* **Action item**:
Copy each line from the listing below where the word "tall" shows up.

* **Records provided**:
·····

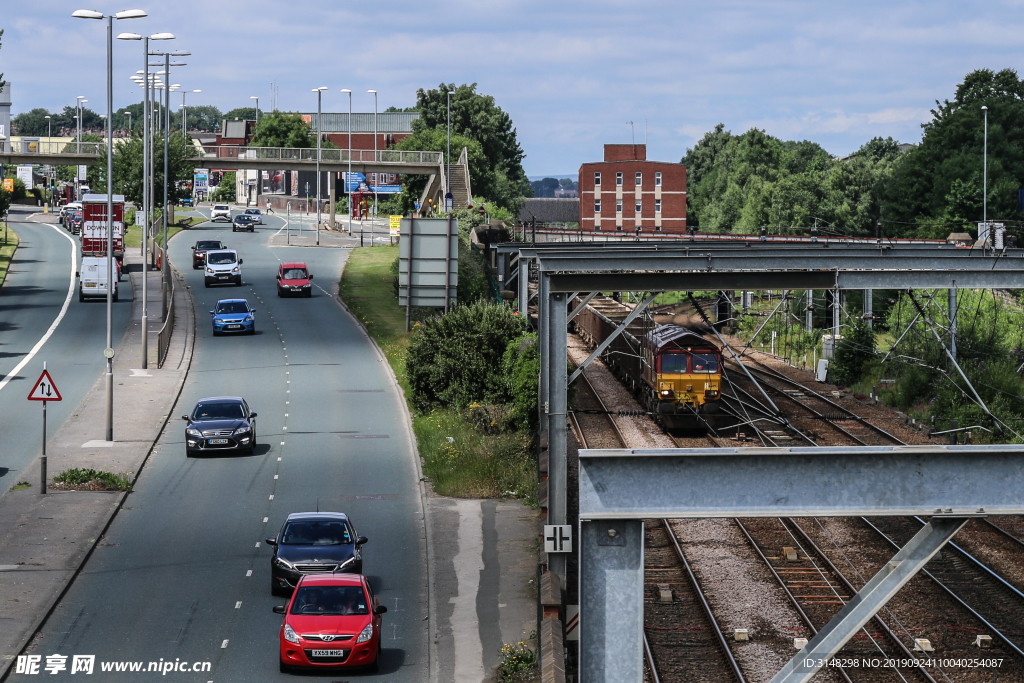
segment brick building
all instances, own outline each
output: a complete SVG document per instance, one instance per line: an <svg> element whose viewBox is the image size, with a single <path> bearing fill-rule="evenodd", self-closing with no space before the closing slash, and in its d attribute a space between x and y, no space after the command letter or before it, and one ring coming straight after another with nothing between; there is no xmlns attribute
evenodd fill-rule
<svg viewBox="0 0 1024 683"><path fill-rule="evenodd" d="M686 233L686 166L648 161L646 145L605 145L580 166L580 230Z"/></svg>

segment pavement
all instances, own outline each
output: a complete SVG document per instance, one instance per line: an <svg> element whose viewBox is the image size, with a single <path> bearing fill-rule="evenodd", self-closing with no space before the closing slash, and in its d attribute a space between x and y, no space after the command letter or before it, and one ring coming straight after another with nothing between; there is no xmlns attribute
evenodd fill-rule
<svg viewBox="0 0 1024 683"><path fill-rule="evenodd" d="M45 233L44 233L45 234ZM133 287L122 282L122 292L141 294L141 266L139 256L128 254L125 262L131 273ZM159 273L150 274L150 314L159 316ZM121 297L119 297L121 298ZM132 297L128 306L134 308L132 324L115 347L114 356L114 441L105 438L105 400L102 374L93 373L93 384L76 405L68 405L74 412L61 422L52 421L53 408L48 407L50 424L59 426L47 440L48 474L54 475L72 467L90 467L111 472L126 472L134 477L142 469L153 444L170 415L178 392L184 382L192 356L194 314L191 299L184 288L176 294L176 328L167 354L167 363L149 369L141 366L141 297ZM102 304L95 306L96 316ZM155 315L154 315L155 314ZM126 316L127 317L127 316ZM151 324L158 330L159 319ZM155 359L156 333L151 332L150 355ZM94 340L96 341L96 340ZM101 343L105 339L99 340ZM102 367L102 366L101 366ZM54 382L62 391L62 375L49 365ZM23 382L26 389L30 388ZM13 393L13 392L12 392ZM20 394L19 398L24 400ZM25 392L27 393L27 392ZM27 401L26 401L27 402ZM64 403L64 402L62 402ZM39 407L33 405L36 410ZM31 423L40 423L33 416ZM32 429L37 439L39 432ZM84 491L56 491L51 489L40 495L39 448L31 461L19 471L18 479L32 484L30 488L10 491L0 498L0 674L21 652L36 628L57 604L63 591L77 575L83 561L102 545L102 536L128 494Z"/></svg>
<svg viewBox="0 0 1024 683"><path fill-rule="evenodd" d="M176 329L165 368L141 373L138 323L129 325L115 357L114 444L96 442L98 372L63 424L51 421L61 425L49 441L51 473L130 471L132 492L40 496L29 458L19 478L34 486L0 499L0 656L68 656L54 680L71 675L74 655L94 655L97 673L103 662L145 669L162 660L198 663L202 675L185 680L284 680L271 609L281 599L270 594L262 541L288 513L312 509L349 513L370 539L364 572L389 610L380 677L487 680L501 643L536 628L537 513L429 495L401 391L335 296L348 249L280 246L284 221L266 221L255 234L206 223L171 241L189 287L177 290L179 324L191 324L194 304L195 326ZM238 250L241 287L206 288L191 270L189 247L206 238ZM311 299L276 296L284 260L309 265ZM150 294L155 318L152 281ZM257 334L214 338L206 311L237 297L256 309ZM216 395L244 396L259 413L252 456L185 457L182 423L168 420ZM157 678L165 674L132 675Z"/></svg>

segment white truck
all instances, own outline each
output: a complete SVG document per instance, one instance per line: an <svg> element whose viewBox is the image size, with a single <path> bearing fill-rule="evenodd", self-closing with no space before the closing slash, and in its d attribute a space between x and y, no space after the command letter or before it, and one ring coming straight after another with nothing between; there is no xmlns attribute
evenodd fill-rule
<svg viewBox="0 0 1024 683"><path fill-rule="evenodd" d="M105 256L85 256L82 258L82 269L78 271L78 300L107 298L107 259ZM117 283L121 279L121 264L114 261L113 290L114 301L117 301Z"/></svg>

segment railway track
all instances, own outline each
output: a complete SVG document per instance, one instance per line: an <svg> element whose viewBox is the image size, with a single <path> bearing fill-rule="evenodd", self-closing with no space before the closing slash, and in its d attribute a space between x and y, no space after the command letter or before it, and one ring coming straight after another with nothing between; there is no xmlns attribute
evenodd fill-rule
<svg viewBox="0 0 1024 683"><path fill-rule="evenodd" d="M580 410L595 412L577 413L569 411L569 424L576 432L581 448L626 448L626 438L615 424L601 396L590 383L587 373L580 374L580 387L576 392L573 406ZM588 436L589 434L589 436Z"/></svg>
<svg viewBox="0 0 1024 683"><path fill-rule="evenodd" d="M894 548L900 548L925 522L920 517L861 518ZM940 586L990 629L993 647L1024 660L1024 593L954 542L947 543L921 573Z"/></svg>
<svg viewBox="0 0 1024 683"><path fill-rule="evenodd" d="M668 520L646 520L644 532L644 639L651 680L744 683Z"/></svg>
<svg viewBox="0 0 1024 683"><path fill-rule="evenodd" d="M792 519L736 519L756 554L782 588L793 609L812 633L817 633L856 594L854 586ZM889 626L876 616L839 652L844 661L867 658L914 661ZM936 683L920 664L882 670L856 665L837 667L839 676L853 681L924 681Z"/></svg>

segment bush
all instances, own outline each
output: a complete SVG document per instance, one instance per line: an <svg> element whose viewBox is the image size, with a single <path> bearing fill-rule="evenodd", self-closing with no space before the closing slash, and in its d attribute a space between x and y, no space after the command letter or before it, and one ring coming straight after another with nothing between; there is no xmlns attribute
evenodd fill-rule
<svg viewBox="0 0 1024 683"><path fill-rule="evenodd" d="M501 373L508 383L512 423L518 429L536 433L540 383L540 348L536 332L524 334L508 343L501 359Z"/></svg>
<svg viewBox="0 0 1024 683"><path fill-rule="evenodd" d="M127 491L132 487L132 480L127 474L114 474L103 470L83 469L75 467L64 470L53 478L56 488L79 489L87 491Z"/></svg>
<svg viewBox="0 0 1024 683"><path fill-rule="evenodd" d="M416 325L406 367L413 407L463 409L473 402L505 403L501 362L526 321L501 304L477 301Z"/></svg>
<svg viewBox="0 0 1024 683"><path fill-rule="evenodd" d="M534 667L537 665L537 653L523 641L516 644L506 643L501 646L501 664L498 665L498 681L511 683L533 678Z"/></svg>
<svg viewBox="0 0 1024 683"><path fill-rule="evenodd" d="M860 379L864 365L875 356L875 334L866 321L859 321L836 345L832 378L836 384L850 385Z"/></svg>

·····

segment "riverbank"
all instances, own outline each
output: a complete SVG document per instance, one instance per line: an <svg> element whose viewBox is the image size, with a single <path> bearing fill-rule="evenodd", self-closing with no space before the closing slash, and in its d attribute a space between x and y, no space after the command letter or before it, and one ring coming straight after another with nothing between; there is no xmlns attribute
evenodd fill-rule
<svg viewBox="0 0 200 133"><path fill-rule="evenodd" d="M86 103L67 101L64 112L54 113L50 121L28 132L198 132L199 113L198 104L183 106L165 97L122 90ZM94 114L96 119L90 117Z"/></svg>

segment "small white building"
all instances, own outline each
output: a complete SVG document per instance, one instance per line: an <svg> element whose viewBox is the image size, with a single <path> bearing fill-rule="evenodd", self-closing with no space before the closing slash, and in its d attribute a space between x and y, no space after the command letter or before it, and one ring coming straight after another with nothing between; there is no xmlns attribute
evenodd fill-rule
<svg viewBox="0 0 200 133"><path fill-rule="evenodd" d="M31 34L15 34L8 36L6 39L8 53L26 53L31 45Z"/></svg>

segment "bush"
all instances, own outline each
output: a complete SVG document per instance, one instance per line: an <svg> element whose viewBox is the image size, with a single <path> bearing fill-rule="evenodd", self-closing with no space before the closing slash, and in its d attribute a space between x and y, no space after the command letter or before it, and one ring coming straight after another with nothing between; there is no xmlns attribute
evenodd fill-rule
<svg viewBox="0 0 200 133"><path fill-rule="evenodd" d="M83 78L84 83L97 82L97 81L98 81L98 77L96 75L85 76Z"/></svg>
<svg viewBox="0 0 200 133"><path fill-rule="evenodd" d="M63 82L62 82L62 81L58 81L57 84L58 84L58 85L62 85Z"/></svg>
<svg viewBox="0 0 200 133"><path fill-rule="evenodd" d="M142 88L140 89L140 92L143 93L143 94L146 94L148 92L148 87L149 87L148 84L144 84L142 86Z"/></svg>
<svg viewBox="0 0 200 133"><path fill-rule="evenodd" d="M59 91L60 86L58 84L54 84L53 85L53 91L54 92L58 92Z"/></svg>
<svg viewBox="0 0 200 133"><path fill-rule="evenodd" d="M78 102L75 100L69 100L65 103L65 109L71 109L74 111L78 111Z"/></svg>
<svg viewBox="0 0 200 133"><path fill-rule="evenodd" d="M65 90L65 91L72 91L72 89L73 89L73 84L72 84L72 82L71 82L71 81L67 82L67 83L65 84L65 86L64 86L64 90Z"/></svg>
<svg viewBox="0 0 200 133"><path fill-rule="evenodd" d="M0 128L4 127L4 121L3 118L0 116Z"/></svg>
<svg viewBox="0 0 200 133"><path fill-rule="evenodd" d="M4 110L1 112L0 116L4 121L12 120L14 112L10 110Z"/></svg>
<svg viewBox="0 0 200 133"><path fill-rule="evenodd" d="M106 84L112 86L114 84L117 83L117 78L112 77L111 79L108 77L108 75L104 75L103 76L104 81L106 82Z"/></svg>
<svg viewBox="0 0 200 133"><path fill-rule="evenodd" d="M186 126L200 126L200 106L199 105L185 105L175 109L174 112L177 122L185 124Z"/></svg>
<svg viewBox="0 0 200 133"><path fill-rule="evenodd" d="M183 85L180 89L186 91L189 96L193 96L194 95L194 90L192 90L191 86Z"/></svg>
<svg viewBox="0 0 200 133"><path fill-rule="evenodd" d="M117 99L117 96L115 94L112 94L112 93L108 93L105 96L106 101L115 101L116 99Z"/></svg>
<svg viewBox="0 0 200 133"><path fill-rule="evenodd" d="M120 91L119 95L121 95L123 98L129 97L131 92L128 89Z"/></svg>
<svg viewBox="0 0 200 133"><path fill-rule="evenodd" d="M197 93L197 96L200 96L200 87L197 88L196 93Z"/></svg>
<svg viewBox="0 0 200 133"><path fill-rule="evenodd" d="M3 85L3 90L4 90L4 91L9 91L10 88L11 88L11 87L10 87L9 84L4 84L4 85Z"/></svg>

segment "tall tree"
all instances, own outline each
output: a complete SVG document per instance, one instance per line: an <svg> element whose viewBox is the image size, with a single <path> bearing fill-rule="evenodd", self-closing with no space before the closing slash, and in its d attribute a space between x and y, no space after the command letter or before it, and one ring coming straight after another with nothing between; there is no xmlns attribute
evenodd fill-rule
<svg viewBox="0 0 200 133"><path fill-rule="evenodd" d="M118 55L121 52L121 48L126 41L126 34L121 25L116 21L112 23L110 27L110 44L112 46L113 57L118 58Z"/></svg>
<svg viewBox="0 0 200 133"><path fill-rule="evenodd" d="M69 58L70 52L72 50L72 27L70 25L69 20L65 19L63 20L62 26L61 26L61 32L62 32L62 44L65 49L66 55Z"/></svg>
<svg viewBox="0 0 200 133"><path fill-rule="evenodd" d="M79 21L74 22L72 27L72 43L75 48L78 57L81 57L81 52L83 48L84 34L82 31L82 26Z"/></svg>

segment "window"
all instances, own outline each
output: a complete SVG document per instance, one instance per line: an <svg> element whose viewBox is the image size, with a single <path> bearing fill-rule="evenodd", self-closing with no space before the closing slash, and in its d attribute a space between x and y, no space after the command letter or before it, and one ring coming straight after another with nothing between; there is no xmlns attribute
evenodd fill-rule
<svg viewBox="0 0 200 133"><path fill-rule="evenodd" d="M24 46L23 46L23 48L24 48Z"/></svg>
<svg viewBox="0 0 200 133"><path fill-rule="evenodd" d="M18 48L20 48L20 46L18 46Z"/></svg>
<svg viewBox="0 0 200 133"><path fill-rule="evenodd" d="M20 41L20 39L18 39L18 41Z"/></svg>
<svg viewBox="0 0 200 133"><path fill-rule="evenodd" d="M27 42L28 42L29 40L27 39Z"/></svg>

·····

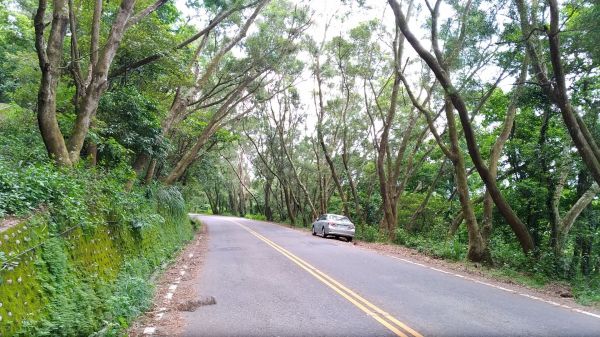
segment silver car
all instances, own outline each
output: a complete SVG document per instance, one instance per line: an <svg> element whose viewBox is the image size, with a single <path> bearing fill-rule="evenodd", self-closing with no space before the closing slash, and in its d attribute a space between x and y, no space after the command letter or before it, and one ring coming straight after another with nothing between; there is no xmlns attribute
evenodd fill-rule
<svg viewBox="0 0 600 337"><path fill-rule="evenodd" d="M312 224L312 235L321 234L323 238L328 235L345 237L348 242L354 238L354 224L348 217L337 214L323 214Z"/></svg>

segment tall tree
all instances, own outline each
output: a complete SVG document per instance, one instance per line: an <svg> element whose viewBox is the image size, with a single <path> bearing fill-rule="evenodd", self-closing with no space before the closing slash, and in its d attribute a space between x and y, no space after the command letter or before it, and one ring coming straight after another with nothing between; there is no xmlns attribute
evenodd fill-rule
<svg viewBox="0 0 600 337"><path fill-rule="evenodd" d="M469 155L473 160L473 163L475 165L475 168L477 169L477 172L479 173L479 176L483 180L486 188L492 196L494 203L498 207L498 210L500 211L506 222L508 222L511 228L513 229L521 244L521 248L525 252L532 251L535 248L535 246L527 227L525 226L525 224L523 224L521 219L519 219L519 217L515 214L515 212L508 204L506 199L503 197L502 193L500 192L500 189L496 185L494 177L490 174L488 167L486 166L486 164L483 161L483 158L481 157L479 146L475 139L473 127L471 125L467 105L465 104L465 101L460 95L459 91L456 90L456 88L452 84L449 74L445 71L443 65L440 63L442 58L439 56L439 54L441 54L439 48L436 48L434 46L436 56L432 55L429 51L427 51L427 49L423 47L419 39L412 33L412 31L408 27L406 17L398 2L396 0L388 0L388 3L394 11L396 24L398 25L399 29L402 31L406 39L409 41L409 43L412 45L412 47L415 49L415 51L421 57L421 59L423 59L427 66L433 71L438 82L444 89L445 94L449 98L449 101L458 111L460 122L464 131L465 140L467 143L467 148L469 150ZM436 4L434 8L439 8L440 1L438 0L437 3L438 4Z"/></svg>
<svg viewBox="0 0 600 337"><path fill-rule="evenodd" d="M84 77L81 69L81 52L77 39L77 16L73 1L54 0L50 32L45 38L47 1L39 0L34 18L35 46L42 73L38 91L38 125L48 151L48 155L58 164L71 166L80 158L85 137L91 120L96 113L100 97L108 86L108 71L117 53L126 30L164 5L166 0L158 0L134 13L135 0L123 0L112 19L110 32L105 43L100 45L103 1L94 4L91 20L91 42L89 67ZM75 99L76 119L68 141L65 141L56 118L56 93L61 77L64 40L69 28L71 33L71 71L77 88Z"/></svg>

·····

* **Response to the exercise**:
segment "tall tree"
segment tall tree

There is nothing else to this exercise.